Begin at the top of the entries below and write out every line through the one containing "q: chair leg", excluding pictures.

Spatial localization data
________________________
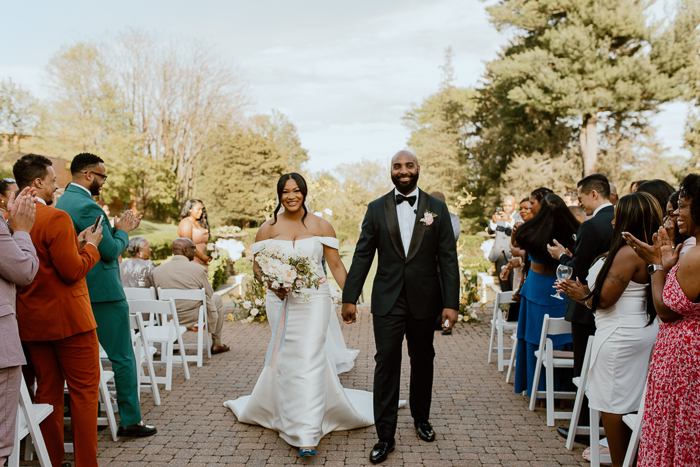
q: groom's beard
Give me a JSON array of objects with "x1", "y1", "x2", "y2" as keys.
[{"x1": 391, "y1": 172, "x2": 419, "y2": 193}]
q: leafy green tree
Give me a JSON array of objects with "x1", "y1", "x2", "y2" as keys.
[
  {"x1": 485, "y1": 0, "x2": 678, "y2": 175},
  {"x1": 0, "y1": 78, "x2": 39, "y2": 150},
  {"x1": 196, "y1": 126, "x2": 287, "y2": 226},
  {"x1": 249, "y1": 110, "x2": 309, "y2": 172}
]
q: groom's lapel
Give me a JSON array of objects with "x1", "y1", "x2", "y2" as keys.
[
  {"x1": 383, "y1": 192, "x2": 406, "y2": 260},
  {"x1": 406, "y1": 190, "x2": 429, "y2": 264}
]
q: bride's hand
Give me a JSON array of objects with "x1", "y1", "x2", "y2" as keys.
[{"x1": 268, "y1": 282, "x2": 289, "y2": 300}]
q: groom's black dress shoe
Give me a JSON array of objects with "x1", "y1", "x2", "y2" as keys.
[
  {"x1": 369, "y1": 440, "x2": 395, "y2": 464},
  {"x1": 557, "y1": 427, "x2": 590, "y2": 446},
  {"x1": 117, "y1": 423, "x2": 157, "y2": 438},
  {"x1": 415, "y1": 422, "x2": 436, "y2": 442}
]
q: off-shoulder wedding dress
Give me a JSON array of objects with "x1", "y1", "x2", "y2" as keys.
[{"x1": 224, "y1": 237, "x2": 374, "y2": 448}]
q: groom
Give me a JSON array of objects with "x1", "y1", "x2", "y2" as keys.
[{"x1": 342, "y1": 150, "x2": 459, "y2": 464}]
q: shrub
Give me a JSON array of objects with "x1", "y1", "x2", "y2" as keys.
[{"x1": 208, "y1": 249, "x2": 231, "y2": 290}]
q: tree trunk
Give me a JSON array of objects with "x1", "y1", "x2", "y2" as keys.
[{"x1": 580, "y1": 113, "x2": 599, "y2": 175}]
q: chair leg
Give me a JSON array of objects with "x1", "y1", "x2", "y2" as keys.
[
  {"x1": 487, "y1": 309, "x2": 497, "y2": 363},
  {"x1": 529, "y1": 347, "x2": 544, "y2": 411},
  {"x1": 165, "y1": 341, "x2": 173, "y2": 391},
  {"x1": 196, "y1": 325, "x2": 203, "y2": 367},
  {"x1": 546, "y1": 351, "x2": 555, "y2": 426},
  {"x1": 497, "y1": 313, "x2": 505, "y2": 372},
  {"x1": 144, "y1": 345, "x2": 161, "y2": 405},
  {"x1": 622, "y1": 414, "x2": 643, "y2": 467},
  {"x1": 590, "y1": 406, "x2": 600, "y2": 467},
  {"x1": 506, "y1": 336, "x2": 517, "y2": 383}
]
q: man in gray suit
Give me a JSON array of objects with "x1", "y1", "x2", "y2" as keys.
[
  {"x1": 0, "y1": 188, "x2": 38, "y2": 466},
  {"x1": 152, "y1": 238, "x2": 229, "y2": 354}
]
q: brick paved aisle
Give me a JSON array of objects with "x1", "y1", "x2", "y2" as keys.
[{"x1": 55, "y1": 306, "x2": 589, "y2": 466}]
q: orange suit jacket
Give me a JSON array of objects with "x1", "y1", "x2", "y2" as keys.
[{"x1": 16, "y1": 202, "x2": 101, "y2": 341}]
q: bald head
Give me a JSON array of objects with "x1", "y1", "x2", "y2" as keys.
[
  {"x1": 391, "y1": 150, "x2": 419, "y2": 166},
  {"x1": 390, "y1": 150, "x2": 421, "y2": 195},
  {"x1": 172, "y1": 237, "x2": 196, "y2": 261},
  {"x1": 503, "y1": 195, "x2": 517, "y2": 215},
  {"x1": 430, "y1": 191, "x2": 446, "y2": 203}
]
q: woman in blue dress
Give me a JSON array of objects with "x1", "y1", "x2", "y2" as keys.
[{"x1": 512, "y1": 193, "x2": 580, "y2": 398}]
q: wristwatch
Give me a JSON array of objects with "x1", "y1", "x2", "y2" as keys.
[{"x1": 647, "y1": 264, "x2": 664, "y2": 275}]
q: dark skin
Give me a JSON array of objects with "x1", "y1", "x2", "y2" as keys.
[
  {"x1": 0, "y1": 182, "x2": 18, "y2": 213},
  {"x1": 623, "y1": 195, "x2": 700, "y2": 323},
  {"x1": 172, "y1": 238, "x2": 197, "y2": 261},
  {"x1": 177, "y1": 202, "x2": 211, "y2": 264},
  {"x1": 556, "y1": 217, "x2": 649, "y2": 467},
  {"x1": 341, "y1": 150, "x2": 458, "y2": 331}
]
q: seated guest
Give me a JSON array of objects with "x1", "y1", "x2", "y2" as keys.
[
  {"x1": 511, "y1": 193, "x2": 579, "y2": 398},
  {"x1": 0, "y1": 187, "x2": 39, "y2": 467},
  {"x1": 624, "y1": 174, "x2": 700, "y2": 466},
  {"x1": 559, "y1": 192, "x2": 661, "y2": 466},
  {"x1": 13, "y1": 154, "x2": 104, "y2": 467},
  {"x1": 120, "y1": 236, "x2": 155, "y2": 288},
  {"x1": 665, "y1": 191, "x2": 696, "y2": 257},
  {"x1": 153, "y1": 238, "x2": 230, "y2": 354},
  {"x1": 569, "y1": 205, "x2": 587, "y2": 224}
]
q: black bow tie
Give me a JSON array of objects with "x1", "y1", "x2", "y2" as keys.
[{"x1": 396, "y1": 194, "x2": 417, "y2": 207}]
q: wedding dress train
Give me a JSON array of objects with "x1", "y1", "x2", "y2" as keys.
[{"x1": 223, "y1": 237, "x2": 374, "y2": 448}]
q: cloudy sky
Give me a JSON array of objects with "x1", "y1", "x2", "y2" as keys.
[{"x1": 1, "y1": 0, "x2": 691, "y2": 172}]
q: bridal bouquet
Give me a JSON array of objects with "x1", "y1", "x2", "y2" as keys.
[{"x1": 254, "y1": 243, "x2": 323, "y2": 302}]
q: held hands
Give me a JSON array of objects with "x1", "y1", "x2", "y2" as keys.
[
  {"x1": 114, "y1": 210, "x2": 142, "y2": 234},
  {"x1": 7, "y1": 188, "x2": 37, "y2": 233},
  {"x1": 78, "y1": 225, "x2": 103, "y2": 249},
  {"x1": 442, "y1": 308, "x2": 458, "y2": 331},
  {"x1": 341, "y1": 302, "x2": 357, "y2": 324}
]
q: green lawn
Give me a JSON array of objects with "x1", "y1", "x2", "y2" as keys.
[{"x1": 130, "y1": 219, "x2": 179, "y2": 237}]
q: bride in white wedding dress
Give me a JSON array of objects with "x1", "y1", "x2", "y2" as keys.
[{"x1": 223, "y1": 173, "x2": 376, "y2": 456}]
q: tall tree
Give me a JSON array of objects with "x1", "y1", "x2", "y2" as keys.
[
  {"x1": 249, "y1": 110, "x2": 309, "y2": 172},
  {"x1": 0, "y1": 78, "x2": 39, "y2": 150},
  {"x1": 486, "y1": 0, "x2": 676, "y2": 175}
]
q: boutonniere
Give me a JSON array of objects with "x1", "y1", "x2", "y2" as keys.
[{"x1": 420, "y1": 210, "x2": 437, "y2": 226}]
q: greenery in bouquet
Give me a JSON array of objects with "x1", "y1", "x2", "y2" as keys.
[
  {"x1": 233, "y1": 276, "x2": 268, "y2": 323},
  {"x1": 254, "y1": 242, "x2": 323, "y2": 302}
]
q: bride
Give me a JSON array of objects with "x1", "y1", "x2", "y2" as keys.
[{"x1": 224, "y1": 173, "x2": 375, "y2": 456}]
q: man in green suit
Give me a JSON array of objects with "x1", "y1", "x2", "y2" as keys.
[{"x1": 56, "y1": 153, "x2": 157, "y2": 438}]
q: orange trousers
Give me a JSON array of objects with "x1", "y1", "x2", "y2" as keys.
[{"x1": 26, "y1": 329, "x2": 99, "y2": 467}]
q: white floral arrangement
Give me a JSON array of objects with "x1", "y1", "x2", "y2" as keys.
[
  {"x1": 313, "y1": 208, "x2": 333, "y2": 218},
  {"x1": 213, "y1": 225, "x2": 242, "y2": 235},
  {"x1": 254, "y1": 242, "x2": 323, "y2": 302}
]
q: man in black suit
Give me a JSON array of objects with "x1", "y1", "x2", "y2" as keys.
[
  {"x1": 342, "y1": 150, "x2": 460, "y2": 464},
  {"x1": 547, "y1": 173, "x2": 615, "y2": 436}
]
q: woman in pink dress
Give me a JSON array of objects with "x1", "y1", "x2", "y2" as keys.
[
  {"x1": 177, "y1": 199, "x2": 211, "y2": 267},
  {"x1": 625, "y1": 173, "x2": 700, "y2": 466}
]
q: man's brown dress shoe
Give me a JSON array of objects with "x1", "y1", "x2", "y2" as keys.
[{"x1": 211, "y1": 344, "x2": 230, "y2": 354}]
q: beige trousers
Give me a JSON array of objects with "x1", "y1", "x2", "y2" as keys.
[
  {"x1": 177, "y1": 295, "x2": 225, "y2": 346},
  {"x1": 0, "y1": 365, "x2": 21, "y2": 462}
]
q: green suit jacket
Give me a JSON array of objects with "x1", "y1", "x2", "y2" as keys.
[{"x1": 56, "y1": 184, "x2": 128, "y2": 303}]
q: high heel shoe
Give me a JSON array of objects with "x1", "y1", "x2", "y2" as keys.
[{"x1": 299, "y1": 448, "x2": 316, "y2": 456}]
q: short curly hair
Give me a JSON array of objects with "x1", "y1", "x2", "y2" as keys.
[
  {"x1": 679, "y1": 174, "x2": 700, "y2": 225},
  {"x1": 126, "y1": 236, "x2": 148, "y2": 257}
]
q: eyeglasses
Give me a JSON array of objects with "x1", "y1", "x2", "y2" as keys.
[{"x1": 84, "y1": 171, "x2": 108, "y2": 181}]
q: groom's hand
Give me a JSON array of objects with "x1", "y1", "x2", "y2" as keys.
[
  {"x1": 441, "y1": 308, "x2": 458, "y2": 331},
  {"x1": 341, "y1": 302, "x2": 357, "y2": 324}
]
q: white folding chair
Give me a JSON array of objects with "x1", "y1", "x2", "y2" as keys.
[
  {"x1": 505, "y1": 333, "x2": 517, "y2": 383},
  {"x1": 9, "y1": 375, "x2": 52, "y2": 467},
  {"x1": 130, "y1": 298, "x2": 191, "y2": 390},
  {"x1": 130, "y1": 312, "x2": 161, "y2": 405},
  {"x1": 157, "y1": 287, "x2": 211, "y2": 367},
  {"x1": 487, "y1": 291, "x2": 517, "y2": 371},
  {"x1": 529, "y1": 314, "x2": 576, "y2": 426},
  {"x1": 124, "y1": 287, "x2": 158, "y2": 325}
]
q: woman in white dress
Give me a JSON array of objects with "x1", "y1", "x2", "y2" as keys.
[
  {"x1": 558, "y1": 192, "x2": 662, "y2": 467},
  {"x1": 224, "y1": 173, "x2": 375, "y2": 457}
]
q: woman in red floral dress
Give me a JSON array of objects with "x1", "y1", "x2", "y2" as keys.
[{"x1": 625, "y1": 173, "x2": 700, "y2": 466}]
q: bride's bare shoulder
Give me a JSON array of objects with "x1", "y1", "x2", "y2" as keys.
[
  {"x1": 308, "y1": 214, "x2": 336, "y2": 238},
  {"x1": 256, "y1": 219, "x2": 276, "y2": 242}
]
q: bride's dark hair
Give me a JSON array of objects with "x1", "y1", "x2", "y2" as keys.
[{"x1": 272, "y1": 173, "x2": 309, "y2": 226}]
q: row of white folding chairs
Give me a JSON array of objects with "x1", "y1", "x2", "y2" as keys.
[{"x1": 124, "y1": 287, "x2": 211, "y2": 368}]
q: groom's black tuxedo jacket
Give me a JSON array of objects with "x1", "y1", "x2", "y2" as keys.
[{"x1": 342, "y1": 189, "x2": 460, "y2": 319}]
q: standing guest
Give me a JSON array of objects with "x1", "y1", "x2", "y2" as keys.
[
  {"x1": 13, "y1": 154, "x2": 103, "y2": 467},
  {"x1": 56, "y1": 153, "x2": 157, "y2": 438},
  {"x1": 637, "y1": 180, "x2": 675, "y2": 217},
  {"x1": 563, "y1": 191, "x2": 580, "y2": 207},
  {"x1": 96, "y1": 201, "x2": 114, "y2": 227},
  {"x1": 519, "y1": 197, "x2": 533, "y2": 222},
  {"x1": 547, "y1": 174, "x2": 615, "y2": 437},
  {"x1": 569, "y1": 205, "x2": 588, "y2": 224},
  {"x1": 559, "y1": 192, "x2": 661, "y2": 466},
  {"x1": 488, "y1": 195, "x2": 521, "y2": 291},
  {"x1": 665, "y1": 191, "x2": 696, "y2": 257},
  {"x1": 120, "y1": 237, "x2": 155, "y2": 288},
  {"x1": 0, "y1": 188, "x2": 38, "y2": 467},
  {"x1": 529, "y1": 187, "x2": 554, "y2": 215},
  {"x1": 609, "y1": 183, "x2": 619, "y2": 206},
  {"x1": 429, "y1": 192, "x2": 460, "y2": 240},
  {"x1": 499, "y1": 198, "x2": 534, "y2": 322},
  {"x1": 488, "y1": 195, "x2": 521, "y2": 232},
  {"x1": 629, "y1": 180, "x2": 647, "y2": 193},
  {"x1": 0, "y1": 177, "x2": 18, "y2": 218},
  {"x1": 512, "y1": 194, "x2": 579, "y2": 398},
  {"x1": 152, "y1": 238, "x2": 230, "y2": 354},
  {"x1": 624, "y1": 174, "x2": 700, "y2": 467},
  {"x1": 178, "y1": 199, "x2": 212, "y2": 267}
]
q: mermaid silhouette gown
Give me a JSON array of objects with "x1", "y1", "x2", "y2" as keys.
[{"x1": 223, "y1": 237, "x2": 375, "y2": 447}]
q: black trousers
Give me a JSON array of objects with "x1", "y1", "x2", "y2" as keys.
[
  {"x1": 372, "y1": 288, "x2": 436, "y2": 443},
  {"x1": 572, "y1": 322, "x2": 596, "y2": 426},
  {"x1": 496, "y1": 253, "x2": 513, "y2": 292}
]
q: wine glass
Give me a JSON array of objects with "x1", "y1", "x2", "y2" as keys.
[{"x1": 552, "y1": 265, "x2": 573, "y2": 300}]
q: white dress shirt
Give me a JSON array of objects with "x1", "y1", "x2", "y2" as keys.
[
  {"x1": 395, "y1": 187, "x2": 419, "y2": 256},
  {"x1": 592, "y1": 202, "x2": 613, "y2": 218}
]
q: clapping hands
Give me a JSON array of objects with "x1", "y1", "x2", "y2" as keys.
[
  {"x1": 623, "y1": 227, "x2": 678, "y2": 272},
  {"x1": 7, "y1": 187, "x2": 37, "y2": 233},
  {"x1": 114, "y1": 209, "x2": 142, "y2": 234}
]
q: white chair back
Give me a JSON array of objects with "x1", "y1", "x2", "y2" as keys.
[
  {"x1": 124, "y1": 287, "x2": 157, "y2": 300},
  {"x1": 157, "y1": 287, "x2": 211, "y2": 366}
]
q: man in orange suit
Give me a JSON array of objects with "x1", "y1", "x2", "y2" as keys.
[{"x1": 14, "y1": 154, "x2": 104, "y2": 467}]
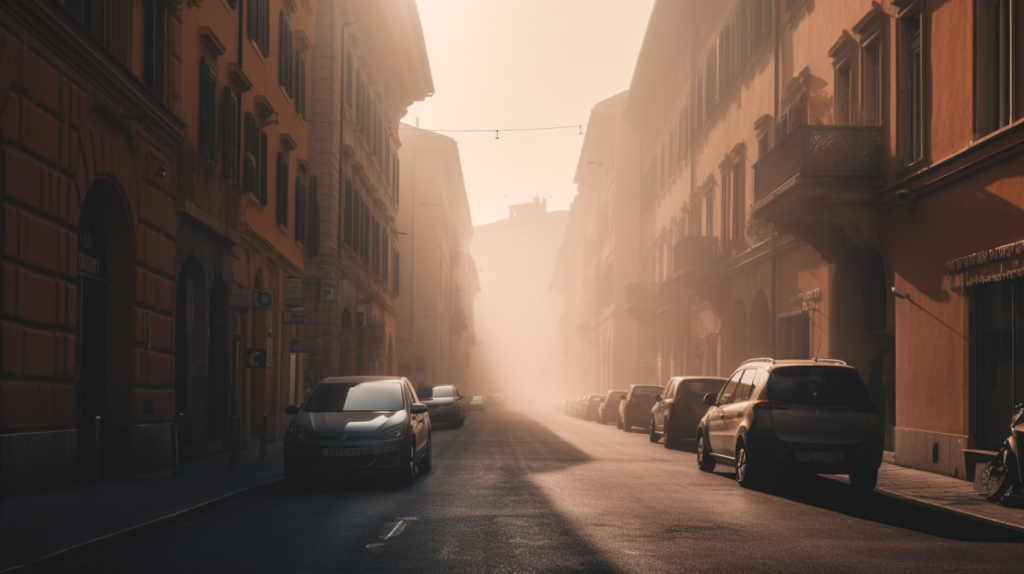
________________________
▶ [Task result]:
q: groom's beard
Give me a JSON array of objects with "x1", "y1", "x2", "y2" as keys.
[{"x1": 391, "y1": 172, "x2": 419, "y2": 193}]
q: leafy green tree
Give me a JSON array of objects with "x1", "y1", "x2", "y2" as keys.
[
  {"x1": 485, "y1": 0, "x2": 678, "y2": 175},
  {"x1": 0, "y1": 78, "x2": 39, "y2": 150},
  {"x1": 196, "y1": 126, "x2": 287, "y2": 226},
  {"x1": 249, "y1": 110, "x2": 309, "y2": 172}
]
q: groom's lapel
Give me a JSON array of objects with "x1", "y1", "x2", "y2" as keys.
[
  {"x1": 383, "y1": 192, "x2": 406, "y2": 260},
  {"x1": 406, "y1": 190, "x2": 429, "y2": 264}
]
q: bride's hand
Give me a JSON array of objects with "x1", "y1", "x2", "y2" as keys.
[{"x1": 268, "y1": 282, "x2": 289, "y2": 300}]
q: groom's black dress shoe
Give me a JSON array of objects with "x1", "y1", "x2", "y2" as keys.
[
  {"x1": 369, "y1": 440, "x2": 395, "y2": 464},
  {"x1": 557, "y1": 427, "x2": 590, "y2": 446},
  {"x1": 117, "y1": 423, "x2": 157, "y2": 438},
  {"x1": 415, "y1": 422, "x2": 436, "y2": 442}
]
q: off-shoulder wedding dress
Give me a JSON array of objects with "x1", "y1", "x2", "y2" as keys.
[{"x1": 224, "y1": 237, "x2": 374, "y2": 448}]
q: groom
Give me a JSON array of objects with "x1", "y1", "x2", "y2" as keys.
[{"x1": 342, "y1": 150, "x2": 459, "y2": 464}]
q: shrub
Give me a JSON array of objects with "x1", "y1", "x2", "y2" as keys.
[{"x1": 208, "y1": 249, "x2": 231, "y2": 290}]
q: tree trunk
Give me a JSON array of objects with "x1", "y1", "x2", "y2" as keys.
[{"x1": 580, "y1": 113, "x2": 599, "y2": 175}]
q: chair leg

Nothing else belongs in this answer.